- **AIM OF THE EXERCISE**
Arrange part of the listing below as a JSON list of strings, one string per line, leaving out blank lines. Begin at the line that contains "In the UI screenshot above, locate the covered" and stop after the line that contains "xmin=114 ymin=393 xmax=306 ymax=436".

- **Some records**
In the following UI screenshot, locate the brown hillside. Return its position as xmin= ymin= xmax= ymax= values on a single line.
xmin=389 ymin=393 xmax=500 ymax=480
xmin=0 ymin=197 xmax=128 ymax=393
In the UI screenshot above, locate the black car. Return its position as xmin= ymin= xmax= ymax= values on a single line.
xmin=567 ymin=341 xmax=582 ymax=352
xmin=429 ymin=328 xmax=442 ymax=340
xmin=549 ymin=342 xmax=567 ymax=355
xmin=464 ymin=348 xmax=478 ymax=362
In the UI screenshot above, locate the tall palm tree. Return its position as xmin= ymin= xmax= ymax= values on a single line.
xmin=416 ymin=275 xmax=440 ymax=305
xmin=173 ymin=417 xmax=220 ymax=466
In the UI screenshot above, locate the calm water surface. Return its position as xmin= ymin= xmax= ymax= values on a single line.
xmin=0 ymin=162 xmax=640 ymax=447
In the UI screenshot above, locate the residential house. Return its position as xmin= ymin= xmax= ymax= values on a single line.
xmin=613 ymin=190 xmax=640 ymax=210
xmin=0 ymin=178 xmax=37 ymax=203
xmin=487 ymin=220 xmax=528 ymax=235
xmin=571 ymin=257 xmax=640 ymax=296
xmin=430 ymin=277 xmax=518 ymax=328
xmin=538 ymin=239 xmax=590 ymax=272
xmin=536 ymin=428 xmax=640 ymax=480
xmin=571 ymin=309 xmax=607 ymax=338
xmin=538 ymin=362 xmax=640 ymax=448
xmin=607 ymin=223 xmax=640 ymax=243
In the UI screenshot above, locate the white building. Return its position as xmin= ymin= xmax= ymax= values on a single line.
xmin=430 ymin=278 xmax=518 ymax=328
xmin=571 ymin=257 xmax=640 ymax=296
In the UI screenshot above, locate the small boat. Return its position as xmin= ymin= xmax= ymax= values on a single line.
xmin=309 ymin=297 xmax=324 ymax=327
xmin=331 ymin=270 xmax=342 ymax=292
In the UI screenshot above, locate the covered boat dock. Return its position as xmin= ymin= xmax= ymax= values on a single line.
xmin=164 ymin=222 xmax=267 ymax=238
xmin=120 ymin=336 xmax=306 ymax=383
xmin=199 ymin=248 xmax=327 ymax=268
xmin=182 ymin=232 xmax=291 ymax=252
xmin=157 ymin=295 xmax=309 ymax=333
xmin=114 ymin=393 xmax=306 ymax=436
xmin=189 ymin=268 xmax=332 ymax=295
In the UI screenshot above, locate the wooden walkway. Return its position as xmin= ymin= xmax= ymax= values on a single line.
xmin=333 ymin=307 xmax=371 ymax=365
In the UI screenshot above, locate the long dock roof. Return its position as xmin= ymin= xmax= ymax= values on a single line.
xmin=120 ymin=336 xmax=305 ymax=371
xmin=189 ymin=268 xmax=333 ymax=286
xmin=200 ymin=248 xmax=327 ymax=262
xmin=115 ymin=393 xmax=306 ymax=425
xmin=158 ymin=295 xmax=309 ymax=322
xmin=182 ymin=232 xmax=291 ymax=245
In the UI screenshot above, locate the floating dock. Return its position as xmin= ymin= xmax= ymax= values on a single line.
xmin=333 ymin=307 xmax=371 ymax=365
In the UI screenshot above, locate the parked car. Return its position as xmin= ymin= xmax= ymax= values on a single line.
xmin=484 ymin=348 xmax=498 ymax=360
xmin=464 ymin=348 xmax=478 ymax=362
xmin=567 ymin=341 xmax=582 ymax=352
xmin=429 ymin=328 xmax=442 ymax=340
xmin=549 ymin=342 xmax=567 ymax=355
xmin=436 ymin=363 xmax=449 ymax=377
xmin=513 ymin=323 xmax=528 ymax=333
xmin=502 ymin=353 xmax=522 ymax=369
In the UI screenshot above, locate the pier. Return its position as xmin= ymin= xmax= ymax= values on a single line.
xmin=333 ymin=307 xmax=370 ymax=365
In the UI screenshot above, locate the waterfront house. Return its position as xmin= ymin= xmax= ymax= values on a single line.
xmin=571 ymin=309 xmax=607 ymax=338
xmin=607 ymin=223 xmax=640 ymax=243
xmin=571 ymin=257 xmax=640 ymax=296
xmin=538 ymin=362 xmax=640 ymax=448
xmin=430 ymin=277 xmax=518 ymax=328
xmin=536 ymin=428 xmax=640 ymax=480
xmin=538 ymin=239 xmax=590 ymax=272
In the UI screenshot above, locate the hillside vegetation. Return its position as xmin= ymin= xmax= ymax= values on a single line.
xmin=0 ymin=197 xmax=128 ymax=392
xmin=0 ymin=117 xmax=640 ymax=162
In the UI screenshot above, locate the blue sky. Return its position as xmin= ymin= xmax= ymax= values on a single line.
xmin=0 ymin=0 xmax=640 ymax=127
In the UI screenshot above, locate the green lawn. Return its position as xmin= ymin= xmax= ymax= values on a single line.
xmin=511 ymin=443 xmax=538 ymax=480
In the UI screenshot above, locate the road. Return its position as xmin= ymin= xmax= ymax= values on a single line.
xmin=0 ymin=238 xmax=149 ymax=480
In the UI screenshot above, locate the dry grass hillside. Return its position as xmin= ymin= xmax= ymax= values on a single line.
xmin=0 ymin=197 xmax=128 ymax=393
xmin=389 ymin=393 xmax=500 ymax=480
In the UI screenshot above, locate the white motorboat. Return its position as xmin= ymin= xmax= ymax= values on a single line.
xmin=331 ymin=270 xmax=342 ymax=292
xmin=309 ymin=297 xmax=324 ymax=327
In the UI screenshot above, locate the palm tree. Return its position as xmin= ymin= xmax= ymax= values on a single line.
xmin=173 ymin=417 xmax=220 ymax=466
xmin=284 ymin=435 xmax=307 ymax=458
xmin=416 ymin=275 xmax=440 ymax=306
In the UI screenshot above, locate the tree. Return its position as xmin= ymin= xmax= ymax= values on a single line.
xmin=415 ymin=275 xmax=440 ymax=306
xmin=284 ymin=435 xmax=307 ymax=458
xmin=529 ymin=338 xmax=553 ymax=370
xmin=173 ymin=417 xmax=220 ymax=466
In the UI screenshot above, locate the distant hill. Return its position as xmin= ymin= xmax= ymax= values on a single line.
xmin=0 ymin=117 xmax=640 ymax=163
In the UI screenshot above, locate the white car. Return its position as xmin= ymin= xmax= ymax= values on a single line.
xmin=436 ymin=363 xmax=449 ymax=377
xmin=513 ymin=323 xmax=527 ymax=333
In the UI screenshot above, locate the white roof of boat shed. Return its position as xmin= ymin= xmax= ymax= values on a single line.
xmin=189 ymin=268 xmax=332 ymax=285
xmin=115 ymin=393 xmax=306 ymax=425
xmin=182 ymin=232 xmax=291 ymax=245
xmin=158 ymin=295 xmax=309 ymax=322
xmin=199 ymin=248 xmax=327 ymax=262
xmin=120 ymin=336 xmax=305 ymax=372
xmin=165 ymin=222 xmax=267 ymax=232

- **RESPONSE TO THE EXERCISE**
[
  "In the UI screenshot above, locate the covered boat dock. Return its position as xmin= ymin= xmax= ymax= values on a single line.",
  "xmin=164 ymin=222 xmax=267 ymax=238",
  "xmin=120 ymin=336 xmax=306 ymax=383",
  "xmin=199 ymin=248 xmax=327 ymax=268",
  "xmin=182 ymin=232 xmax=291 ymax=252",
  "xmin=157 ymin=295 xmax=309 ymax=333",
  "xmin=114 ymin=393 xmax=306 ymax=436"
]